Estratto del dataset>

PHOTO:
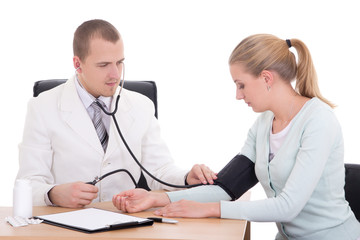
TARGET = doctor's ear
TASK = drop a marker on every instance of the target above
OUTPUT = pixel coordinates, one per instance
(77, 65)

Istruzioni> Ricopia parola per parola tutte le righe dell'elenco qui sopra, dalla prima all'ultima, senza cambiare nulla. Lascia fuori le immagini.

Risposta scritta>
PHOTO:
TARGET = doctor's ear
TASK = drop a marker on every instance of the target above
OUTPUT = pixel coordinates, one per instance
(77, 65)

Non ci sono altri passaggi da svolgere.